Sorry I forgot to mention that both the intake and exhaust go right from 2" to 3". If you look on page 15 of the manual, that's where it shows the install I performed.


----------



## kenmac (Feb 26, 2009)

I would connect vm to ps & see if the ps is dropping out. If not connect vm to limit. Something is dropping 24v to make it shut down


----------



## FTAJ (Nov 8, 2010)

did you check your gas pressure? what is your elevation? I had some of these models do this to me before but dont be alarmed its not a bad furnace its just to powerfull, let me know if you have access to a manometer and I will be happy to tell you the procedure to fix the problem


----------



## mattyb (Oct 30, 2010)

I did not check gas pressure. I don't have a manometer. I had heard that about these units that overall they're good but can be a little temperamental. 
@kenmac - I'll try that when I get home today to see what happens. A service tech. is supposed to come out today anyway so we'll see what happens. At this point I just want consistent heat.


----------



## mattyb (Oct 30, 2010)

It's official. The problem was a pressure switch. The service guy had a replacement in his truck and installed it and the furnace works like a charm. The bad switch, when put on a multi-meter, would just show open/close randomly. 

I want to thank all of you for your help. Needless to say, I learned a heck of a lot more about my furnace through all of this.


----------



## yuri (Nov 29, 2008)

Yep, they will flutter quickly and the board needs time to recognize it. Glad it works. Make sure your bypass damper works properly and that you stay within the temp rise specs. Want to be 10 degF lower ideally. Long term slight overheating can wreck heat exchangers and collector boxes.


----------



## mikey101 (Oct 27, 2011)

*drain tube needs to be moved if furnace is set on side*



mattyb said:


> I just raised the pitch of it a bit to see if that would help but same result. Here are the pics.


 take hose ofinducer motor the one that drains to bottom go by longer hose you'll see plug in exiest from inducer motor take plug and put in hole on inducer motor drain water from inducer exiest to botom (your not drain condensation from pvc exiest properelly if you furnace is seting on it's left side waiter need to drain from pvc pipe down to pump if you dont under stand me i'm hard to keep up with I can send you a pic I've came acroos this problem about 15 times and it's always on goodman that are horizontal.and are not draining because they where installed incorect


----------
:::::
Complete the following:
(1) Decide whether each statement agrees with the furnace thread, answering yes or no and quoting the words that settle it: (a) the problem turned out to be a pressure switch; (b) mattyb has a manometer; (c) the service technician had to order the replacement part.
(2) Copy the furnace thread word for word from "It's official. The" to "show open/close randomly.".

Supplied information:
:::::
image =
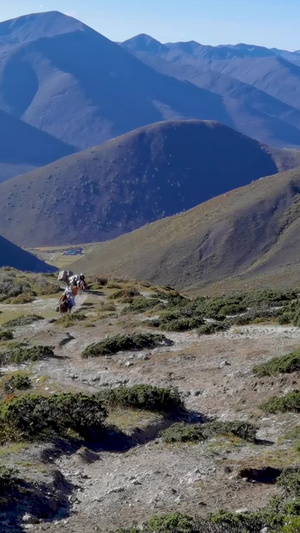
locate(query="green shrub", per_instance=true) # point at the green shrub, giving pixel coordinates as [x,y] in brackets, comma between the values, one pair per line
:::::
Results in order:
(1)
(a) Yes: "The problem was a pressure switch."
(b) No: "I don't have a manometer."
(c) No: "The service guy had a replacement in his truck and installed it"

(2)
It's official. The problem was a pressure switch. The service guy had a replacement in his truck and installed it and the furnace works like a charm. The bad switch, when put on a multi-meter, would just show open/close randomly.